:: Complete the following ::
[a] Extract a passage from the Imperial Guard regiment thread below. Begin at the words "## rgw (Jan" and stop after the words "they look good.".
[b] In the Imperial Guard regiment thread below, which regiment would The Son of Horus pick for building an army?

# Imperial Guard Regiment Poll



## Leaf (Feb 8, 2008)

What is Your Favorite Imperial Guard Regiment/miniature line?


----------



## Druchii (Jun 25, 2008)

Death Korps of Kreig ..Now if only they were cheaper.


----------



## LoreMaster (May 20, 2008)

Going to have to be the Praetorians, cant beat the class of those models :good:


----------



## cccp (Dec 15, 2006)

i voted the vostryans. i think their models are great.


----------



## rgw (Jan 29, 2008)

Doesn't get much cooler than the Elysians.


----------



## Imperial Dragon (Dec 22, 2007)

the Vostroyan Firstborn first born are my fav if only they were plastic to turn to chaos :biggrin: even as metal they look good.


----------



## The Son of Horus (Dec 30, 2006)

Honestly, I like all the Imperial Guard models equally well. I like the very modern soldier look the Cadians have, and the very "Great Crusade John Blanche art/ Russian Cossacks" look of the Vostroyans. I like the special ops look that the Elysians have, particularly with the shotgun models. If I had to choose one to build an army of, though, I think it'd be the Cadians. At the moment, they're the most economical of the "newish" Guard models, and are very uniform while maintaining a lot of character, which is important for the Imperial Guard. They also remind me the most of the Rogue Trader-era Guardsmen, oddly enough, which is another reason I like the Cadians a lot.


----------



## Leaf (Feb 8, 2008)

Entries from an annotation dataset
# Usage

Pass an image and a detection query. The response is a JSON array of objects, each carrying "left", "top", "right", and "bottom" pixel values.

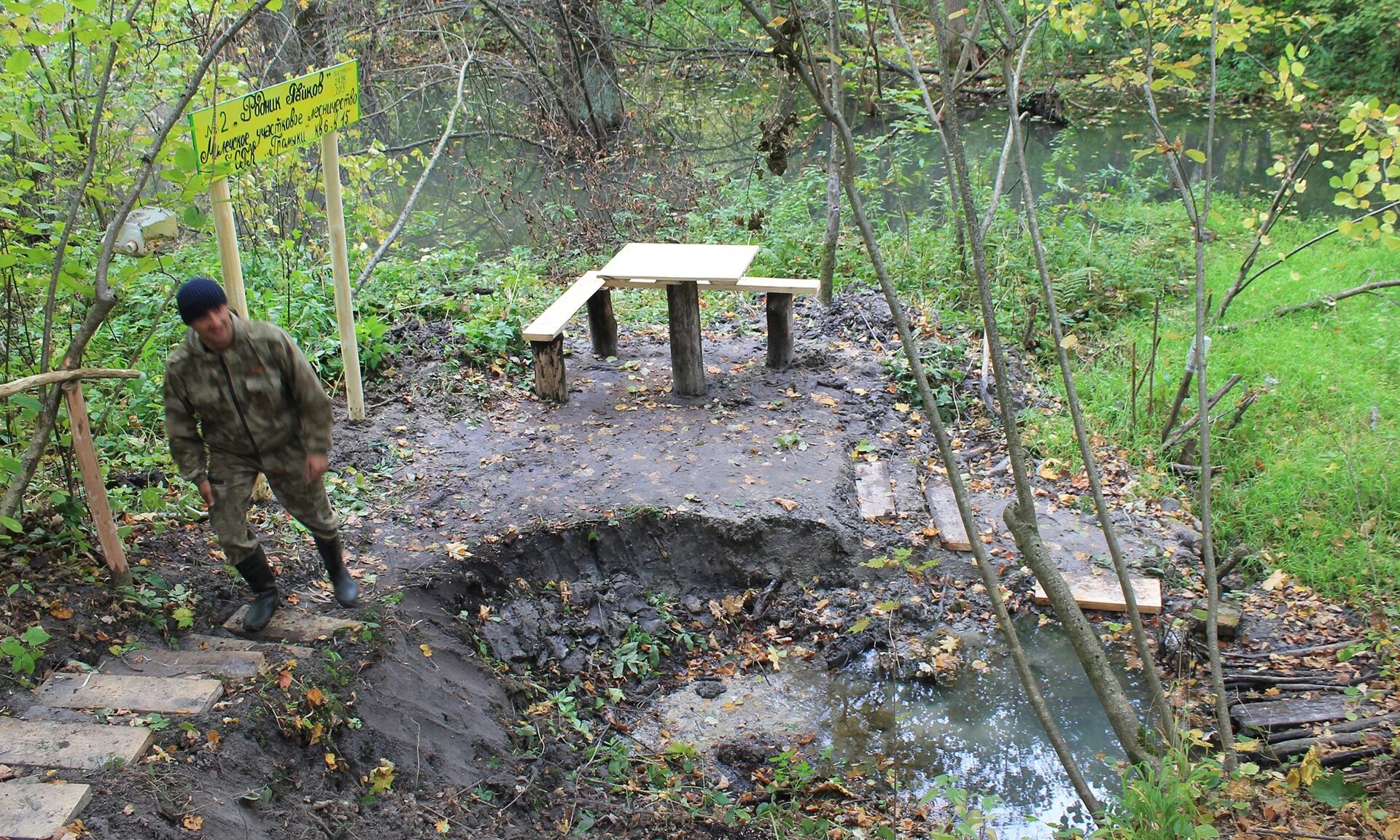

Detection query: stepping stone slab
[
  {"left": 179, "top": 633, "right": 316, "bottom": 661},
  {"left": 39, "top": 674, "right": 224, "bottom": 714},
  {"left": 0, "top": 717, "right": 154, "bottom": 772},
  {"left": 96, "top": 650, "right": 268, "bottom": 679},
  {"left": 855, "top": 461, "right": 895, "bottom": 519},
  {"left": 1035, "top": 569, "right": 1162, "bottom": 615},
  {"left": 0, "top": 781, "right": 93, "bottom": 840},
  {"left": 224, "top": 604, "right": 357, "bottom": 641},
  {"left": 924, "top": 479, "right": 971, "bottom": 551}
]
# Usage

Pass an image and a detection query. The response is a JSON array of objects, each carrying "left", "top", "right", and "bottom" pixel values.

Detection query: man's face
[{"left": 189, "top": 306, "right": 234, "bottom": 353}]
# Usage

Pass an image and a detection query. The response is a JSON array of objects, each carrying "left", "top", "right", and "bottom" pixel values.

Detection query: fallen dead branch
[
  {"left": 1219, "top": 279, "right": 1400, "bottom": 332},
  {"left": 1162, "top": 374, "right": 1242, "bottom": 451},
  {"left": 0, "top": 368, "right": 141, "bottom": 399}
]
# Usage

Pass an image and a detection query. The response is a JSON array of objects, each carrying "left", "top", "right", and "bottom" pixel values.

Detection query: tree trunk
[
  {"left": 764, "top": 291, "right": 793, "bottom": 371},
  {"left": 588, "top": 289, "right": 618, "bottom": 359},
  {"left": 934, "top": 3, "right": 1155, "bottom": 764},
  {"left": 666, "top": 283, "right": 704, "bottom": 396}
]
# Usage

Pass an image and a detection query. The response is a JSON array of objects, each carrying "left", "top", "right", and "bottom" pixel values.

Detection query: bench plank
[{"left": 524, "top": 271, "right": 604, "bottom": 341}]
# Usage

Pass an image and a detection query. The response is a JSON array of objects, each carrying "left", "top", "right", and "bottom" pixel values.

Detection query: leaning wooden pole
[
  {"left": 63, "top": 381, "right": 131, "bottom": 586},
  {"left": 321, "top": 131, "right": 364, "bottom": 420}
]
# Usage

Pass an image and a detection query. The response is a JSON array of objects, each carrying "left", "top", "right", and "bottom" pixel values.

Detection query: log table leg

:: Task responses ::
[a]
## rgw (Jan 29, 2008)

Doesn't get much cooler than the Elysians.


----------



## Imperial Dragon (Dec 22, 2007)

the Vostroyan Firstborn first born are my fav if only they were plastic to turn to chaos :biggrin: even as metal they look good.

[b] The Cadians.